◆ Material for the task:
>>>
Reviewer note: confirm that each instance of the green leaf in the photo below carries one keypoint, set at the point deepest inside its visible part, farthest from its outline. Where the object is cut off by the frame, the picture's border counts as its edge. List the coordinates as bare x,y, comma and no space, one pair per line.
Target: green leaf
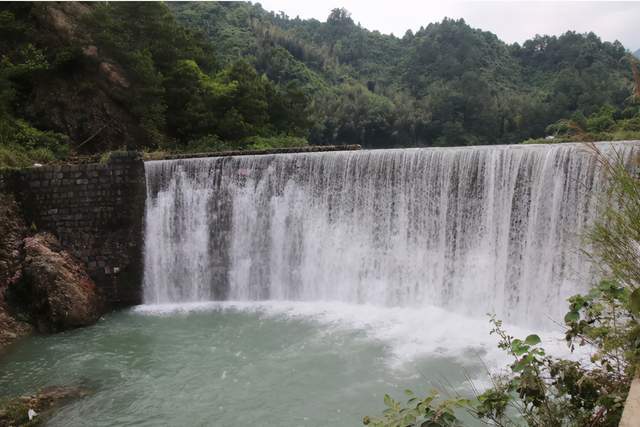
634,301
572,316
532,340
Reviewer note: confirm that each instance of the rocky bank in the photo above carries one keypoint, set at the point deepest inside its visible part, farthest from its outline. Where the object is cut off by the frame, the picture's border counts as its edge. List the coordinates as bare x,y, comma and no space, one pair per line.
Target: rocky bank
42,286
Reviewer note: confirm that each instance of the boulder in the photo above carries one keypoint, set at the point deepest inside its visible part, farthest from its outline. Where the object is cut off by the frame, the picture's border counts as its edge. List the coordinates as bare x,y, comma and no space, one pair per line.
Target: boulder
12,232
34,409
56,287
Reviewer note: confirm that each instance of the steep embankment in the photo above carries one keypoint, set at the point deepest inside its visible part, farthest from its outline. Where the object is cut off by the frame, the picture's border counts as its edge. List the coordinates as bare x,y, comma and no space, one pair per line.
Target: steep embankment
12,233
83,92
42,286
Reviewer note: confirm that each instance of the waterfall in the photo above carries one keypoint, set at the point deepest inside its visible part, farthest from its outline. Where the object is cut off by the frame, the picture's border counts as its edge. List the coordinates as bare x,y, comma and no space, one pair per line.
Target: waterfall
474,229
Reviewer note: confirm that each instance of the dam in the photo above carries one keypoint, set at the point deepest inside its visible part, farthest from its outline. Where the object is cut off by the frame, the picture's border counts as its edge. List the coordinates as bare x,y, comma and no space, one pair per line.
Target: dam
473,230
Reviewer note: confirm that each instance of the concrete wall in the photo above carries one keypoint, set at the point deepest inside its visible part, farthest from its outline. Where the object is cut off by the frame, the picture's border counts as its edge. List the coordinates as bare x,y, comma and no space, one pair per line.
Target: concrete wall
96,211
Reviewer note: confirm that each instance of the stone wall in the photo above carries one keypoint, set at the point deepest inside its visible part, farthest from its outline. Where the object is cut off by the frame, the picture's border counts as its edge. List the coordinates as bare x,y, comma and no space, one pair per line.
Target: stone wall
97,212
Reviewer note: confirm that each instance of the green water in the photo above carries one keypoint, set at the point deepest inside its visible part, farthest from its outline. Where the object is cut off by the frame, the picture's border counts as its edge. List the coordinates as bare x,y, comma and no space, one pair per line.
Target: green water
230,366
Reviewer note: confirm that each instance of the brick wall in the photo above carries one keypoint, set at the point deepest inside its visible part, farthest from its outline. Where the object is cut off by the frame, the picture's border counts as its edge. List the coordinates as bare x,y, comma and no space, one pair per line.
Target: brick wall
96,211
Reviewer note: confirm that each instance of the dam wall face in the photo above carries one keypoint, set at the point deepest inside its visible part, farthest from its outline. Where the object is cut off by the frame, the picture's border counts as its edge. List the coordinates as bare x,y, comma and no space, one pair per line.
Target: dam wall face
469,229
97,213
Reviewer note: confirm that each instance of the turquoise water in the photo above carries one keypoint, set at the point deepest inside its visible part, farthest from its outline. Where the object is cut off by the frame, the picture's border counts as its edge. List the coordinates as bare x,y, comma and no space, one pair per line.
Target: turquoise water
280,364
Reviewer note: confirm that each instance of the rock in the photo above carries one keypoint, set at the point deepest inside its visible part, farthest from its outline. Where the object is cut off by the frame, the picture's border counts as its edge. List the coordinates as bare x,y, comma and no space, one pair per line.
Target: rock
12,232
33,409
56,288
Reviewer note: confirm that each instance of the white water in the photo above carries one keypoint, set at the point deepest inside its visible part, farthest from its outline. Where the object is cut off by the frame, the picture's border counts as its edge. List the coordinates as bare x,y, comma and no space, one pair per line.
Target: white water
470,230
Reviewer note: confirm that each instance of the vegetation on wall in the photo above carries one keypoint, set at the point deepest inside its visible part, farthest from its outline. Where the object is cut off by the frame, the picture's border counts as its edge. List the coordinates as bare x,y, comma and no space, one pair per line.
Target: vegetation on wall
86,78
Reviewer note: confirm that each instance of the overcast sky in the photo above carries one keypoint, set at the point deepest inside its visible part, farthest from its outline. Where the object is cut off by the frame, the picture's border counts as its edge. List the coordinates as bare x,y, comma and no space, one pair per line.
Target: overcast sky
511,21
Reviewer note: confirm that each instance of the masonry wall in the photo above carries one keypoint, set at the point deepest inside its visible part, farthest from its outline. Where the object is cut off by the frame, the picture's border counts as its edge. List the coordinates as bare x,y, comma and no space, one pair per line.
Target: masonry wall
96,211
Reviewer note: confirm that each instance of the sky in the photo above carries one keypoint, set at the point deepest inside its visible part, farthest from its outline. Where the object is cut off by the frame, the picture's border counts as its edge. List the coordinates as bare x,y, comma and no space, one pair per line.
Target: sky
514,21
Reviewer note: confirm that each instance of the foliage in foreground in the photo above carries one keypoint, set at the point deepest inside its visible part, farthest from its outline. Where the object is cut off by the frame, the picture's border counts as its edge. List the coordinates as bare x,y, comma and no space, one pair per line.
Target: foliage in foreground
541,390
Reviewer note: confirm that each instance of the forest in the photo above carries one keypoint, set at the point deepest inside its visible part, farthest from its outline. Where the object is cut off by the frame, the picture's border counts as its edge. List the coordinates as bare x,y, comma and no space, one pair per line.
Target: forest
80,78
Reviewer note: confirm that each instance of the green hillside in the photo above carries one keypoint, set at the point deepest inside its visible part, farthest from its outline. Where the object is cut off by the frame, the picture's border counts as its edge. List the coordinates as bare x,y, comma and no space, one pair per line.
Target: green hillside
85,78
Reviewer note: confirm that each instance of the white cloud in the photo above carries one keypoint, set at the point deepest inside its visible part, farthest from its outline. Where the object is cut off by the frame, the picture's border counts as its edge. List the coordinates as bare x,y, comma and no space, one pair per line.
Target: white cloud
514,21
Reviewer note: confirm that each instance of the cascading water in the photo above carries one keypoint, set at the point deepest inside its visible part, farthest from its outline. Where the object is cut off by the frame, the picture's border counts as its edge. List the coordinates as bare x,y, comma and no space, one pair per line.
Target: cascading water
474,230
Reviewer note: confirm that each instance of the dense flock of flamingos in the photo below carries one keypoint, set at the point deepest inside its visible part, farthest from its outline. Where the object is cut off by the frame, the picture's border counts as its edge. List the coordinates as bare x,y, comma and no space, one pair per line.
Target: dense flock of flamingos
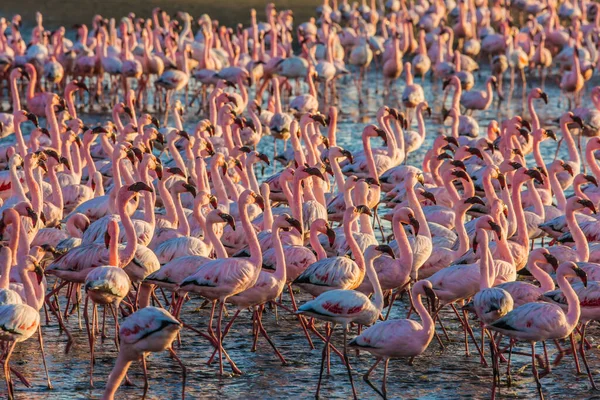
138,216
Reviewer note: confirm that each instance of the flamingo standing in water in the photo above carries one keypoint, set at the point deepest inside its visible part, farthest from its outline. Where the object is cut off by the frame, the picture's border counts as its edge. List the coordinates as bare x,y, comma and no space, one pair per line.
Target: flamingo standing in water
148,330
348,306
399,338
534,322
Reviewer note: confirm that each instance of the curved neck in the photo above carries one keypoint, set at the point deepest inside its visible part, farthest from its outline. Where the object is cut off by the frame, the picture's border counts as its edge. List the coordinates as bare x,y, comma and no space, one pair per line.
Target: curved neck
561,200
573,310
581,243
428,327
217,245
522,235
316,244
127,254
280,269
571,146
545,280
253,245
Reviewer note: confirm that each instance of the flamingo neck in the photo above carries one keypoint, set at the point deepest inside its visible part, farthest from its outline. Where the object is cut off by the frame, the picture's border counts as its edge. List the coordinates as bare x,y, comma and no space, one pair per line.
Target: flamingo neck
<<<
◆ Exercise aim:
Omit every picture, and otherwise quote the entries exactly.

◆ Solved problem:
Reviewer note: confirm that each instance of the green leaf in the photo below carries one keypoint, set at the point deepest inside its visible part, farthest from its outline. Where the object is cut off by the frame, the picture's border counts as its edge. List the coordinates as bare x,y, comma and no space, one pair per line.
Target: green leaf
634,301
572,316
532,340
Reviewer note: confirm that each instance of the rocky bank in the photo above carries one keypoint, set at the point deepest inside its visible part, farthest from its outline. Where the object is cut off by the frame, the picture's border counts as its edge. List the coordinates as bare x,y, comma and no space, one pair per line.
Target: rocky bank
42,286
Reviewer note: confirm that each instance of the boulder in the photo above carries one keypoint, set at the point deepest inside its visible part, farthest from its outline. Where the object is cut off by the frame, the picture's border counts as its edge. List the coordinates as bare x,y, comma and no space, one pair per line.
Target: boulder
12,232
34,409
56,287
Reviewer note: confirm that each instance of the steep embankment in the photo above carries one keypoint, set at the point deepest inside its visible part, farthest from its outline. Where the object is cut off by the frame, the picture's border counts as its edge. List the coordinates as bare x,y, comma and no space, one pair per line.
Target: steep embankment
12,233
83,92
42,286
Reviewer note: confirm that each instance of the waterfall in the photo above carries one keypoint, set at the point deepest inside its visible part, farthest from its outline. Where the object is cut off by the frame, the picture's border counts as its edge. List the coordinates as bare x,y, comma and no space, one pair per line.
Target: waterfall
474,229
Reviewer note: confirm that each instance of the dam in the photo above carries one keypoint, set at the point deepest inside its visible part, farthest from its outline. Where the object is cut off by the frame, the picture's border counts as its edge. List the coordinates as bare x,y, comma and no space, one pair per line.
Target: dam
473,230
Reviewer note: confirm that each instance of the concrete wall in the photo above carries one keypoint, set at the point deepest inside its visible part, farthest from its outline. Where the object is cut off by the frame, the picture's border counts as its edge. List the coordinates as bare x,y, comma and no space, one pair per line.
Target: concrete wall
96,211
Reviewer note: confirm that each instance of the stone wall in the photo above carries one keypoint, set at the point deepest inside its visible part, farthest from its outline. Where the object is cut off by the frame, the picture's border counts as its edge. List the coordinates as bare x,y, comma and no space, one pair per line.
Target: stone wall
97,212
Reviewer note: confirm that each instance of the green water in the photo above carries one keypoint, set at the point deepest inside its visible part, farthest from its outline. Where the object is cut off by the frame, the picture's border counts as its edge. List the coordinates as bare x,y, comma and no space, one pair per line.
Target: green water
230,366
Reviewer note: confirm that each instance of the brick wall in the photo above carries one keypoint, set at the point deepest inside its visible part, farthest from its outline. Where the object is cut off by the frame, the picture's border counts as its edge. List the coordinates as bare x,y, comma and no space, one pair per line.
Target: brick wall
96,211
Reviewer note: confirm that each instance of the dam wall face in the photo above carries one keypoint, set at the point deepest inside its visible part, farthest from its outline. Where the object is cut off by the frame, the picture's border counts as its edge. List the coordinates as bare x,y, comma and no space, one pair per line.
Target: dam wall face
469,229
97,213
Reviewer note: confirm that each instance of the turquoise water in the photo above carries one keypoint, set at the point deepest inside its visible part, farthest from its outline. Where the object is cut off by the frame, the picture's border counts as its edge. List the coordinates as bare x,y, comma and no space, one pair per line.
Target: turquoise water
280,364
Reviewer note: confirm that each instance of the rock in the photo above carries one keypoint, set at the point deepest inside its visible part, farthest from its outline. Where the object is cut off by the frame, the picture's border counts as its edge. List the coordinates as bare x,y, comma and no space, one pair per line.
Target: rock
12,232
33,409
56,288
Reviewer note: confirm that each instance of the white water in the photo above carries one keypoint, set at the point deepest inside its visible part, farthest from its outline. Where the object is cut off by the frame, the picture's border counts as its edge. List the coordinates as bare x,y, comma and no space, one pair per line.
Target: white water
470,230
Reviewer note: confirm that each instance of the vegetation on wall in the photo above carries one keypoint, set at the point deepest inside its visible part, farthest from its outline. Where the object is cut off by the frame, the picture's border counts as its edge. List the coordinates as bare x,y, comma and no space, one pair per line.
Target: vegetation on wall
86,78
Reviewer note: confirm that each instance of the overcast sky in the photo above carries one keypoint, set at the point deepest inside its visible part, farthest from its outline. Where the object is cut off by the frame, the picture's border counts as its edge. List the coordinates as bare x,y, comma and no space, one pair per line.
Target: overcast sky
511,21
Reviewer note: confirm that each instance of the masonry wall in the photo above carries one keypoint, set at the point deepest inside its visible part, farthest from its outline. Where the object is cut off by the frame, the picture's border counts as its edge. List the coordinates as bare x,y, comma and no space, one pair per line.
Target: masonry wall
96,211
Reviewer note: confirm that each instance of the sky in the photo above carries one keypoint, set at the point deepest inside its visible part, farthest from its outline. Where the object is cut off by the frame, the picture's border counts as its edge. List the coordinates as bare x,y, comma and no space, one pair per line.
Target: sky
514,21
Reviewer note: confirm that each instance of the foliage in foreground in the photo above carries one keypoint, set at the point deepest inside its visible part, farthest from its outline. Where the object is cut off by the frame, the picture's border counts as its edge. List the coordinates as bare x,y, comma and no space, one pair per line.
Target: foliage in foreground
541,390
Reviewer note: confirm that each instance of the forest in the photo above carries one keypoint, set at the point deepest inside its visible part, farthest from its outline. Where the object is cut off by the frame, the picture's border counts as its edge. List the coordinates as bare x,y, comma and no space, one pair per line.
Target: forest
80,78
Reviewer note: confirm that each instance of the green hillside in the photo above carries one keypoint, set at the point deepest inside its visible part, farthest from its outline. Where the object is cut off by the frame, the picture's border counts as its edge. List the coordinates as bare x,y, comma and no space, one pair per line.
Target: green hillside
85,78
Reviewer note: confirm that each instance of the white cloud in the photo above carries one keypoint, set at the point deepest inside its visible part, farthest from its outline. Where the object is cut off by the frame, the picture's border counts as its edge. List the coordinates as bare x,y, comma and no space, one pair per line.
Target: white cloud
514,21
Reviewer note: confirm that each instance of the cascading water in the photo above carries one keypoint, set at the point deepest inside its visible part, farthest from its outline. Where the object is cut off by the frame, the picture's border counts as its edge. List the coordinates as bare x,y, comma and no space, one pair per line.
Target: cascading water
474,230
Reviewer note: confirm that each instance of the dense flock of flamingos in the photo below carries one keypoint, set at the point deepest inside its visible part, farthest from its outline. Where the object is cut off by the frame, the picture's border counts as its edge. List the coordinates as bare x,y, comma and no space, one pair per line.
Target: dense flock of flamingos
138,216
Reviewer note: confirm that each instance of the flamingo standing in water in the photo above carries one keypoint, set at the point deepest inside its visible part, farthest from its outline. Where the object is cut off by the frame, the picture's border counts as its edge. List the coordinates as bare x,y, comma and no space, one pair per line.
Target: flamingo standing in water
148,330
348,306
399,338
534,322
Reviewer note: confirm that each instance of the curved neck in the photo above carries one keypoint, set at the point deepest inside its visible part, farthest from its outline. Where the object is cut off by the frame, the picture's border counts as its edge. List the coordinates as bare x,y, comma and no space, one pair per line.
Target: curved neck
561,200
573,310
581,243
428,327
217,245
522,235
316,244
127,254
280,269
571,146
545,280
253,245
Reviewer note: confirm that each instance of the flamingo neck in the photo above carries one keypoint, set at the point deepest inside its visible part, farthest from its outline. Where the object is cut off by the frame, the picture's border counts as its edge. List the coordinates as bare x,y, comma and no space, one pair per line.
Target: flamingo neck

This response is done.